→ **Requirements**:
Identify every line in the items below that contains the string "glass". Matches are case-sensitive, so copy each such line in full.

* START Extracted entries *

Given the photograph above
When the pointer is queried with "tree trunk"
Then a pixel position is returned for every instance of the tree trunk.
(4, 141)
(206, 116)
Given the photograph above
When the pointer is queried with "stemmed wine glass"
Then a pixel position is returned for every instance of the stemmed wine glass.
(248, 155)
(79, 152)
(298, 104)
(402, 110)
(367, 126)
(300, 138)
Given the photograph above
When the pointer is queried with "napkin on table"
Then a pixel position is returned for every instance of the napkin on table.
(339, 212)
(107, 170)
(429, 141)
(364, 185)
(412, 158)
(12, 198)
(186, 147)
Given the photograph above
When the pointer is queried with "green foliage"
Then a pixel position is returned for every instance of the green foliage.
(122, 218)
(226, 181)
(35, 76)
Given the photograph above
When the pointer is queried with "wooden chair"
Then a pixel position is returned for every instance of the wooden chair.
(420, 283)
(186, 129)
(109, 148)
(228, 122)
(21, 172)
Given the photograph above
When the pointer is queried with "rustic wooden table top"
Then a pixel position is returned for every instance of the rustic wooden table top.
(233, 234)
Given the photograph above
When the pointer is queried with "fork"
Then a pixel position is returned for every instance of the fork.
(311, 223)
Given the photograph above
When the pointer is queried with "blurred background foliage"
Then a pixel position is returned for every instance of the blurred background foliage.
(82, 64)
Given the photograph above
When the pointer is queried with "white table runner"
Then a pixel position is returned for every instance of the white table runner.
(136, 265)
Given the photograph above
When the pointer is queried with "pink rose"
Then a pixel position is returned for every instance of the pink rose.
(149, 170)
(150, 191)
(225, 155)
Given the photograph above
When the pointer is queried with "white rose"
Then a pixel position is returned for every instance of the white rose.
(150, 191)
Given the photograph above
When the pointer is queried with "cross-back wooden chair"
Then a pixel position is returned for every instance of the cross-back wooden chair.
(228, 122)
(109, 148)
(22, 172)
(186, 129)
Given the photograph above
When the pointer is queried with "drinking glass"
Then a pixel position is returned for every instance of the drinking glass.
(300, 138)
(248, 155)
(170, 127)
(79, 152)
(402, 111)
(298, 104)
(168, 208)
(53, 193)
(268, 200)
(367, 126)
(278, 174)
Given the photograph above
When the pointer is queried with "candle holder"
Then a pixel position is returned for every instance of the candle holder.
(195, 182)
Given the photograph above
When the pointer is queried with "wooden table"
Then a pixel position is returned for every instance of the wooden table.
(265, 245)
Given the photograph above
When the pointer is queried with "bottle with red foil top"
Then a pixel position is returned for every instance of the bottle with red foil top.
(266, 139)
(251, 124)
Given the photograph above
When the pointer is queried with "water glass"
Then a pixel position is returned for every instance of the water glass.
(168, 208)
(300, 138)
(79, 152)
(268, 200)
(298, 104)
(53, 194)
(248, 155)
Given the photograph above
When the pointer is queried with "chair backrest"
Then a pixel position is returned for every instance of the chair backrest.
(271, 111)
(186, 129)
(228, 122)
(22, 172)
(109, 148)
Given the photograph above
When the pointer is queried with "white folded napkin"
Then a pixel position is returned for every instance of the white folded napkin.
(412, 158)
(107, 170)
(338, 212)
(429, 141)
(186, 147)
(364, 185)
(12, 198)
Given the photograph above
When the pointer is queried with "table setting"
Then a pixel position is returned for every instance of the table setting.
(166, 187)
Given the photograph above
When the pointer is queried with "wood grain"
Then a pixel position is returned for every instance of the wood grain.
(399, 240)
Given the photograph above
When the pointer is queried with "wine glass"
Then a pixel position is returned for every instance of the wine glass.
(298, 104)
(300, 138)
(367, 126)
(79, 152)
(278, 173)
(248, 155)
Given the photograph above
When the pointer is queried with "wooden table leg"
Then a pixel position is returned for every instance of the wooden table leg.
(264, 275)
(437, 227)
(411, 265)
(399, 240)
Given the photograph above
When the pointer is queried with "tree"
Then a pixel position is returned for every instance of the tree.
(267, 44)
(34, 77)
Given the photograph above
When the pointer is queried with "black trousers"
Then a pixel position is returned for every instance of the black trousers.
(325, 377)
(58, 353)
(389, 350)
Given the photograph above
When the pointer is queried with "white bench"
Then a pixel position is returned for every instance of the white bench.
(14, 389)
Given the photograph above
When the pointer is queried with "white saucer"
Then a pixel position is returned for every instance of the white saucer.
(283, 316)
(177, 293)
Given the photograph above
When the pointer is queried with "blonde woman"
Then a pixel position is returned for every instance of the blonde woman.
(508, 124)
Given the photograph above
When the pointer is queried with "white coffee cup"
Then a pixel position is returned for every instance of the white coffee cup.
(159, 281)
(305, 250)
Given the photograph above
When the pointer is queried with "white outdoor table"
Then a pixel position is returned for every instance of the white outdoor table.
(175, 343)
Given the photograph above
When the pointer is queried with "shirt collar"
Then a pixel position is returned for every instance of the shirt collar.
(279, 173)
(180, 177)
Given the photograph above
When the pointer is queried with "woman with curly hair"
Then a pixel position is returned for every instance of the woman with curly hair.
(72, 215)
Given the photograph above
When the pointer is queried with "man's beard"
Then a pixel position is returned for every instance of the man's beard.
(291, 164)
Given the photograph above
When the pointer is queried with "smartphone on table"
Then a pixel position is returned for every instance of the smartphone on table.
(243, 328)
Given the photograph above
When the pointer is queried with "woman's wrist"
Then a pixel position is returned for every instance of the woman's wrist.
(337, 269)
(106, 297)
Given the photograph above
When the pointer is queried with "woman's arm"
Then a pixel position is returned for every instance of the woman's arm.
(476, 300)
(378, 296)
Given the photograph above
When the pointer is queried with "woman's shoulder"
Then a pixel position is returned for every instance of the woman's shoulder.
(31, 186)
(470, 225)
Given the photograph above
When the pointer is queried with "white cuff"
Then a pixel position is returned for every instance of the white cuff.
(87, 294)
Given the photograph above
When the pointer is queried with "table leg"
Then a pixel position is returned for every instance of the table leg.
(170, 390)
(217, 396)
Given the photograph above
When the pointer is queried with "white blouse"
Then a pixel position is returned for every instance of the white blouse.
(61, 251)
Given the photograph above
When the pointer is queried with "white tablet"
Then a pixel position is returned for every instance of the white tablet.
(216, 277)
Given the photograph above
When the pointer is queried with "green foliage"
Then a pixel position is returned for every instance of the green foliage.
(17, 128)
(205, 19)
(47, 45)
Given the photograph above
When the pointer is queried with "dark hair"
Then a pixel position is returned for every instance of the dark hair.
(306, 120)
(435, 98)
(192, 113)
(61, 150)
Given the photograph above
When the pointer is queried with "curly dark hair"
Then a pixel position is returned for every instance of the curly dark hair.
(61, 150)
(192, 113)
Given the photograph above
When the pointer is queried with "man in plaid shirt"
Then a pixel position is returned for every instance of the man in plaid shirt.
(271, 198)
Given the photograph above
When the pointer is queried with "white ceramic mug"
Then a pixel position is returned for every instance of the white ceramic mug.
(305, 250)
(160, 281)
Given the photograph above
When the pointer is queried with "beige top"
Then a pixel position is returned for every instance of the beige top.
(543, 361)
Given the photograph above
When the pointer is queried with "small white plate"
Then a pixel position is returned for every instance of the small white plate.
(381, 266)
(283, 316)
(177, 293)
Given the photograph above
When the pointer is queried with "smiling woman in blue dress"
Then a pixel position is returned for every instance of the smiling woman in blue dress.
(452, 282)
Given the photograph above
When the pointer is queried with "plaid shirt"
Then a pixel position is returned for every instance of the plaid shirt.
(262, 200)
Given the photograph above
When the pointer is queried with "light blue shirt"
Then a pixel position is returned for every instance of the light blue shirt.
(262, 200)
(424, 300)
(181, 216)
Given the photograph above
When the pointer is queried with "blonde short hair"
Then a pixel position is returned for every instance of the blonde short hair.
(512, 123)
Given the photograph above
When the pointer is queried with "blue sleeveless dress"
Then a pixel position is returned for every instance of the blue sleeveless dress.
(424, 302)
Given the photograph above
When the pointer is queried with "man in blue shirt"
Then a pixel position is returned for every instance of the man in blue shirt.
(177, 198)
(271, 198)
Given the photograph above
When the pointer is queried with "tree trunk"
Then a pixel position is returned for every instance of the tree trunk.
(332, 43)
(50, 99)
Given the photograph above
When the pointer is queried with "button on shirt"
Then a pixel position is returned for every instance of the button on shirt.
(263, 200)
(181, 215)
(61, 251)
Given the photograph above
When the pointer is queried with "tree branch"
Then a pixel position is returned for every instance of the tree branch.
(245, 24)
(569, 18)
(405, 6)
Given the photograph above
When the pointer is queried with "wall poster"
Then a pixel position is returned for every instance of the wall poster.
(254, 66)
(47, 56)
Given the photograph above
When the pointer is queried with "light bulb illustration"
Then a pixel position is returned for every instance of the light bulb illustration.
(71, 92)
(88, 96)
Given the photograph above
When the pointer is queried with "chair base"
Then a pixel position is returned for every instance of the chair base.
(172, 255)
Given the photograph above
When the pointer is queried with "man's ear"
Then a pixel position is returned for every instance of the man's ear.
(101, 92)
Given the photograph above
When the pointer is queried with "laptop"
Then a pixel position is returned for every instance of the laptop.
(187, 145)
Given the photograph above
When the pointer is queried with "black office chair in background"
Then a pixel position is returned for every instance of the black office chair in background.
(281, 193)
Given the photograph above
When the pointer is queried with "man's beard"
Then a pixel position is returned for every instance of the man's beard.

* END Extracted entries *

→ **Written solution**:
When the pointer is queried with "stemmed wine glass"
Then a pixel position is returned for every instance of the stemmed wine glass.
When the pointer is queried with "drinking glass"
Then a pixel position is returned for every instance of the drinking glass.
When the pointer is queried with "water glass"
Then a pixel position is returned for every instance of the water glass.
When the pointer is queried with "wine glass"
Then a pixel position is returned for every instance of the wine glass.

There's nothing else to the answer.